* begin *

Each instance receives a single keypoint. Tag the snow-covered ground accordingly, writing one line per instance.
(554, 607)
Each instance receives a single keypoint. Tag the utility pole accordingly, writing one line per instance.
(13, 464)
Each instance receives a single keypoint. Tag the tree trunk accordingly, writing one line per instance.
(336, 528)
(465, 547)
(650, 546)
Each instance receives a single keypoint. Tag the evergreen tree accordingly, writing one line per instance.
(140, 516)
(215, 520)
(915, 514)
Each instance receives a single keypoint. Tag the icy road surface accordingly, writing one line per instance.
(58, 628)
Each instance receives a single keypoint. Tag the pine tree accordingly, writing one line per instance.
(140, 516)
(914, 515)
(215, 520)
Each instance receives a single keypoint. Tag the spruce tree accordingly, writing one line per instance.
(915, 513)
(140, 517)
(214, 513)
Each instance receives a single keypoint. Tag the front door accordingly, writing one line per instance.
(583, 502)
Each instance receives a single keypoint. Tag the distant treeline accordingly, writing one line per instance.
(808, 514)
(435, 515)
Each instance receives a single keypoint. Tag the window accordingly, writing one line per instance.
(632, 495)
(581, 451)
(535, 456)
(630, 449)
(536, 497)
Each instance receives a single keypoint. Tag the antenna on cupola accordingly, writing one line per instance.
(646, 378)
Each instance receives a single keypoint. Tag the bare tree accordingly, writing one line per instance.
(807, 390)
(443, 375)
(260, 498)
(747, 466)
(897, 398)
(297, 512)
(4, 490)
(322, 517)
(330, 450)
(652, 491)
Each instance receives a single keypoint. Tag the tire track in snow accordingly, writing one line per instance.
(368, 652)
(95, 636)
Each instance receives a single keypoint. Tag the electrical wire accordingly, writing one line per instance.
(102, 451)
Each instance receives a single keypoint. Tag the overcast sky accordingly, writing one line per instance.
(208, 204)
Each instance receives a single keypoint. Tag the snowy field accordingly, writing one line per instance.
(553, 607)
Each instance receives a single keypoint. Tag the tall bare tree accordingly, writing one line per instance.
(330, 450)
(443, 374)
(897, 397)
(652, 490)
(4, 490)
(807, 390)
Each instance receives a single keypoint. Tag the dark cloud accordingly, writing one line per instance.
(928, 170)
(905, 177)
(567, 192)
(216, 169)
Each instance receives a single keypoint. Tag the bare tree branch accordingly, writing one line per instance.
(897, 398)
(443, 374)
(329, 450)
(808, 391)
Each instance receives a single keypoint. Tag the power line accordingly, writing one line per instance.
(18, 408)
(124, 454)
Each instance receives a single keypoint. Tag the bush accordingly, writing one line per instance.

* end *

Copy each entry exactly, with nothing added or dropped.

Each instance receives a single keypoint. Tag the snow-covered ground accordingly, writing one line per instance.
(554, 607)
Each instance receives a single keypoint. Tag the utility pole accordingly, writing one line per instance.
(13, 464)
Each instance receives a single keypoint. Tag the tree trunk accordingly, writing one line per instance.
(336, 528)
(465, 547)
(650, 546)
Each instance receives a single keypoint. Tag the evergreen tree accordingly, writing one line per instance.
(140, 516)
(215, 520)
(915, 514)
Each instance receives a single keypoint. Tag the icy road surface accordingly, writing one line per instance.
(58, 628)
Each instance receives a single keypoint. Tag the pine tree accordingly, writing one line per instance.
(140, 516)
(914, 515)
(215, 520)
Each instance receives a single keypoint. Tag the spruce tree accordingly, writing one line per instance.
(915, 513)
(140, 517)
(214, 513)
Each instance receives a single keypoint. Tag the front door accordingly, writing one line per instance.
(583, 502)
Each instance receives a single keypoint. Tag the distant treeline accordingly, writing one line per instance.
(808, 514)
(435, 515)
Each instance receives a single keypoint. Tag the window accordingly, writing one line per instance.
(632, 495)
(581, 451)
(535, 456)
(630, 449)
(536, 497)
Each instance receives a single keypoint. Tag the antenna on cupola accordingly, writing one line per instance.
(646, 378)
Each instance receives a single keypoint. Tag the bare tree accordingly, writing one line per instance.
(807, 390)
(443, 375)
(260, 498)
(747, 466)
(897, 398)
(297, 512)
(4, 490)
(322, 517)
(330, 450)
(652, 491)
Each instance receives a single keypoint. Tag the tire track in snow accordingly, writing one line per instance.
(368, 652)
(95, 636)
Each instance receives a single keypoint. Tag the electrical wire accordingly, writing one line per instance.
(102, 451)
Each instance receives a single keypoint. Tag the overcast sky accordingly, writing one line per instance.
(208, 204)
Each instance receives a single keypoint. Tag the snowy field accordingly, writing one line per instance.
(553, 607)
Each instance receives a single keypoint. Tag the tall bare tree accordingly, writing one line per instance.
(330, 450)
(443, 374)
(897, 397)
(652, 490)
(4, 490)
(807, 390)
Each instance receives a single keypoint. Tag the dark cloud accordingly, writing one line per instance.
(928, 170)
(905, 177)
(567, 192)
(216, 169)
Each instance receives a single keypoint. Tag the bare tree branch accordingly, writing one line per instance.
(897, 398)
(443, 374)
(329, 450)
(808, 391)
Each instance receives a single keypoint. Tag the power line accordingly, writing one line per instance.
(18, 408)
(124, 454)
Each instance receives a single keypoint. Tag the bush accordingly, writing one line per instance.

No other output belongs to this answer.